» Prompt: Copy out every line of the rows below that contains the string "road". Case counts.

» Entries shown:
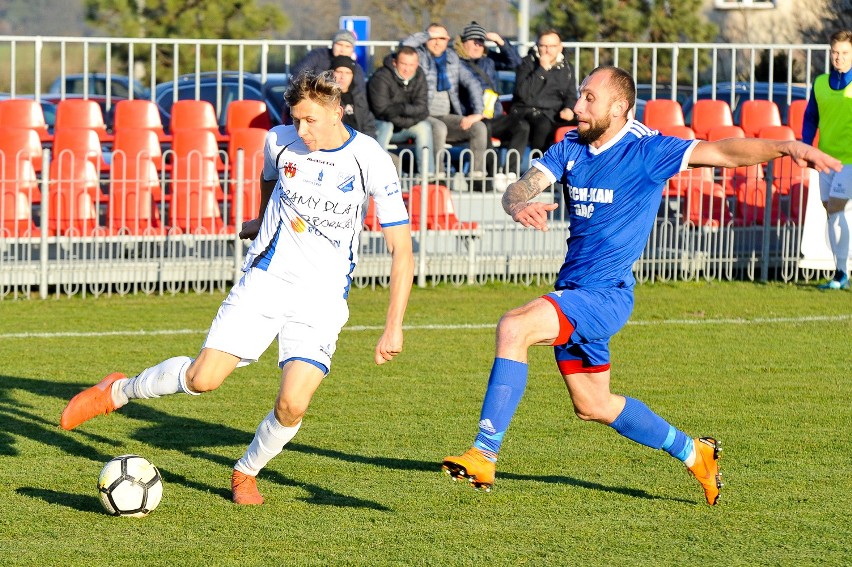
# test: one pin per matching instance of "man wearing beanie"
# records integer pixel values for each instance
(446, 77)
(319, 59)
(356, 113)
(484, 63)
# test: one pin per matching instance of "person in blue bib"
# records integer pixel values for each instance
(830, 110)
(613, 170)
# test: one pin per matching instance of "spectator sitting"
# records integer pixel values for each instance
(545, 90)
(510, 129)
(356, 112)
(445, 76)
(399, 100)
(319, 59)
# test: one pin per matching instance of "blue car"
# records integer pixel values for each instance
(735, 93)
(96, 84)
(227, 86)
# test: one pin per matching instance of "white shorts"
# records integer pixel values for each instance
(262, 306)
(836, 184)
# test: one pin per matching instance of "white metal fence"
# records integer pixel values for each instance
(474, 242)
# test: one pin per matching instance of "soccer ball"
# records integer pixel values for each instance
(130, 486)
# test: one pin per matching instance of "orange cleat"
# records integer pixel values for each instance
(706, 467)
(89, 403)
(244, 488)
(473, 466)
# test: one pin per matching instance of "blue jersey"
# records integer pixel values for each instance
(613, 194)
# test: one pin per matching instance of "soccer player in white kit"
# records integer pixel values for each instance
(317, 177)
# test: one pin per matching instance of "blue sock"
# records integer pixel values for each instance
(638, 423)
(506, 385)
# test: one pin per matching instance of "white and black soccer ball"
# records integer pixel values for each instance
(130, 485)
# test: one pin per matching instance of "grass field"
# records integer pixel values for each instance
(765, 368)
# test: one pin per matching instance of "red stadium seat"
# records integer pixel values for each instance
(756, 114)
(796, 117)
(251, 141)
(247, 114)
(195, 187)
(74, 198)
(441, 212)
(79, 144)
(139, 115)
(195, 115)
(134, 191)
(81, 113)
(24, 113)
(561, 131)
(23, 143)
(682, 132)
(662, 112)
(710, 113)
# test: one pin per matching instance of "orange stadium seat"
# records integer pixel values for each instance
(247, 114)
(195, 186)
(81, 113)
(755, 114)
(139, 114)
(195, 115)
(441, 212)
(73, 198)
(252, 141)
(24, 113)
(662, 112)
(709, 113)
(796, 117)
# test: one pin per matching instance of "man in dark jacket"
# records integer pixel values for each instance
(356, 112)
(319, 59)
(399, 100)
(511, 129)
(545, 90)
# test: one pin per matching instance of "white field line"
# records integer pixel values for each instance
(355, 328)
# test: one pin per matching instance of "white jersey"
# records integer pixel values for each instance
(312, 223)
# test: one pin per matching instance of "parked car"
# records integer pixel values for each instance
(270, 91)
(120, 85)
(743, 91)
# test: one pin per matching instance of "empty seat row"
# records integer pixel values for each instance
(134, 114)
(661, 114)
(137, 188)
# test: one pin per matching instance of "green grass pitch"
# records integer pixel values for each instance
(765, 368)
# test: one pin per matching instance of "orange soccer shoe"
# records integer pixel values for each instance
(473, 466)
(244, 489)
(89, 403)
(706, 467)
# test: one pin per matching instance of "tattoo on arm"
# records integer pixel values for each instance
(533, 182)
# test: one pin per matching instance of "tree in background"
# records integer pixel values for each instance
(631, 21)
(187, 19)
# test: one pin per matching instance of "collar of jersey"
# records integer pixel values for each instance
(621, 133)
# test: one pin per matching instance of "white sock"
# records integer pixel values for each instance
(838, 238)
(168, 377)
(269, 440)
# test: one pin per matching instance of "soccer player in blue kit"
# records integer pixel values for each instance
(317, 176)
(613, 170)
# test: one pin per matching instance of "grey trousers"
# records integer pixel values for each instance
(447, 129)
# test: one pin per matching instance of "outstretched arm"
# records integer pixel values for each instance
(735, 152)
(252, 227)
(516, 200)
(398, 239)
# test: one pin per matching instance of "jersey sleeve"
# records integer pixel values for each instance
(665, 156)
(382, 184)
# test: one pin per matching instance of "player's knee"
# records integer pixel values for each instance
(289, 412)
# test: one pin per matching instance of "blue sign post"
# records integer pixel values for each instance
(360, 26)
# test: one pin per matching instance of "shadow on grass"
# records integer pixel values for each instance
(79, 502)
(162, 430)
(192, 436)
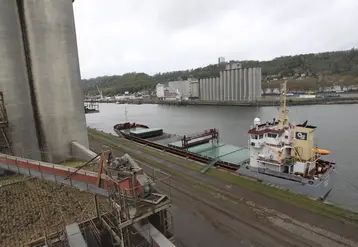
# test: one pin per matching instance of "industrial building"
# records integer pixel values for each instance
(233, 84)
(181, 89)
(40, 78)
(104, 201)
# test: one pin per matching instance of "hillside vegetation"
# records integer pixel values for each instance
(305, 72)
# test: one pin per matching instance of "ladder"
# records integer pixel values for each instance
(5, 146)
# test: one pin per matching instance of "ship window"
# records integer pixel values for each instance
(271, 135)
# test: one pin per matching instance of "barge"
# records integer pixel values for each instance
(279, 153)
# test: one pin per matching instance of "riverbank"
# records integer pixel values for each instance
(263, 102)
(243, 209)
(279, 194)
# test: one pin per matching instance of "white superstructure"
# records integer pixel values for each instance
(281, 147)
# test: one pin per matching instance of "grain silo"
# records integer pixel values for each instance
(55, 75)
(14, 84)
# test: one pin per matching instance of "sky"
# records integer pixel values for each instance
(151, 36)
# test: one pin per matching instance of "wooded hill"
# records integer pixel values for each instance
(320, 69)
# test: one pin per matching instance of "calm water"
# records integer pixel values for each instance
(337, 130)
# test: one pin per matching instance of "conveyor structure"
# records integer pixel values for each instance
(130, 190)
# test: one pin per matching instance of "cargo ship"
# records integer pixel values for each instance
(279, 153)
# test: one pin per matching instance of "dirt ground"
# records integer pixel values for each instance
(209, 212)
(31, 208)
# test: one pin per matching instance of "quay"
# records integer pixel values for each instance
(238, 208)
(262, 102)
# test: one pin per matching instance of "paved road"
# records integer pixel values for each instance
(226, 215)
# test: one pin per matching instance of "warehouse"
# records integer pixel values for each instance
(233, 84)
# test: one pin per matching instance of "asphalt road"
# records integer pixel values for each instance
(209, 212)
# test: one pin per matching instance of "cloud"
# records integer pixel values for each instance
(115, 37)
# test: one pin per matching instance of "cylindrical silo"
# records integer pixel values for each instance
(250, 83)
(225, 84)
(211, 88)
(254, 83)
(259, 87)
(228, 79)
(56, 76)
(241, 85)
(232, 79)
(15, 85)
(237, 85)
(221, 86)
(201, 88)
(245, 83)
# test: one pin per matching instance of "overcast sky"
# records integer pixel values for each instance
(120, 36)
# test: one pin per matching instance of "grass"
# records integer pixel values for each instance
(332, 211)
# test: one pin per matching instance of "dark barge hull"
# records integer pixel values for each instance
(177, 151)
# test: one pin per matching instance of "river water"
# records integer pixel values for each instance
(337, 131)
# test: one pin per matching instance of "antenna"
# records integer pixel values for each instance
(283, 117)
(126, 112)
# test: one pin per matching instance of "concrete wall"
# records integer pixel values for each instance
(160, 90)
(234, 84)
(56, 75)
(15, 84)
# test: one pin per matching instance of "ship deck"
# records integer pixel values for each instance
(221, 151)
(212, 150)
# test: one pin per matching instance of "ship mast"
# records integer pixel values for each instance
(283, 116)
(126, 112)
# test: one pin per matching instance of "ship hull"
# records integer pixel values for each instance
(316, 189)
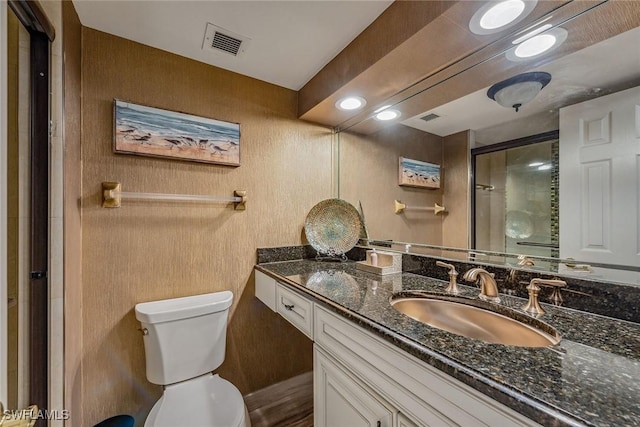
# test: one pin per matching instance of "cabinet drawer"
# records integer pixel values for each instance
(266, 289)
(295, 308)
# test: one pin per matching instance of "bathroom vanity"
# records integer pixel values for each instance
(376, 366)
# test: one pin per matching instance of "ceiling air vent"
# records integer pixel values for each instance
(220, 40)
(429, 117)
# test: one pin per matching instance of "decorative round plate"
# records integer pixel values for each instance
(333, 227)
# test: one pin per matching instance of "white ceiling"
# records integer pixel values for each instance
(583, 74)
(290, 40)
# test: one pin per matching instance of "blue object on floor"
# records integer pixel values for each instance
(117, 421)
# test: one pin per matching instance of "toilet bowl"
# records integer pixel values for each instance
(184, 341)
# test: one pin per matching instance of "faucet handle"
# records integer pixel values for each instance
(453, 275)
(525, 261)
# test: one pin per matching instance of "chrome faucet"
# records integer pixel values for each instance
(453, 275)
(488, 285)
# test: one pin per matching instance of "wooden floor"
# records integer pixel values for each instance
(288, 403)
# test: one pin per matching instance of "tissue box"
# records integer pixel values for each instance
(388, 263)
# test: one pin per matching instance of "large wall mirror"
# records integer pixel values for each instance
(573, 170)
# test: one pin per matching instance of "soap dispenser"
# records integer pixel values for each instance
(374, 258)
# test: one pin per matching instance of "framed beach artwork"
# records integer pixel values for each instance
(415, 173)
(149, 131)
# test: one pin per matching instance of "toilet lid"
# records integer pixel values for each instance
==
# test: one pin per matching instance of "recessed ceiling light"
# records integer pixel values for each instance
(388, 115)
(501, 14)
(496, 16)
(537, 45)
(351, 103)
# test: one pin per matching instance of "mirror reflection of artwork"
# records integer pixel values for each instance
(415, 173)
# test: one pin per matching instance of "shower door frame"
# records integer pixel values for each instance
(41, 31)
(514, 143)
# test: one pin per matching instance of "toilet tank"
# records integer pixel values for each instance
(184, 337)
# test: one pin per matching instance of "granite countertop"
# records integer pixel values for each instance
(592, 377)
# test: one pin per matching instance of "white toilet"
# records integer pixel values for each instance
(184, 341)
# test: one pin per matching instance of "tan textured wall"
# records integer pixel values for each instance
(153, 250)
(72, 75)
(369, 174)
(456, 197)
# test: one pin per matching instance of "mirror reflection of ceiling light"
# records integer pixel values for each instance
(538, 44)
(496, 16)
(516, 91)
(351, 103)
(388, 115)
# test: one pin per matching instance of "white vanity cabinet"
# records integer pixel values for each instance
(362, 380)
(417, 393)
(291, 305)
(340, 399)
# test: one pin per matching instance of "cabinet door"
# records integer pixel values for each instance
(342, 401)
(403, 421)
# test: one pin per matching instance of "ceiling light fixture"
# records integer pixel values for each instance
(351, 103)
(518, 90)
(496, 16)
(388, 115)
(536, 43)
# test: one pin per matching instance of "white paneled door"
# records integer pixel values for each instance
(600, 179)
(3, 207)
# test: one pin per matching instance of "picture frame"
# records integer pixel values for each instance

» Full solution:
# test: one pin per matching instance of "paved road"
# test: one pin per matching instance of "asphalt road"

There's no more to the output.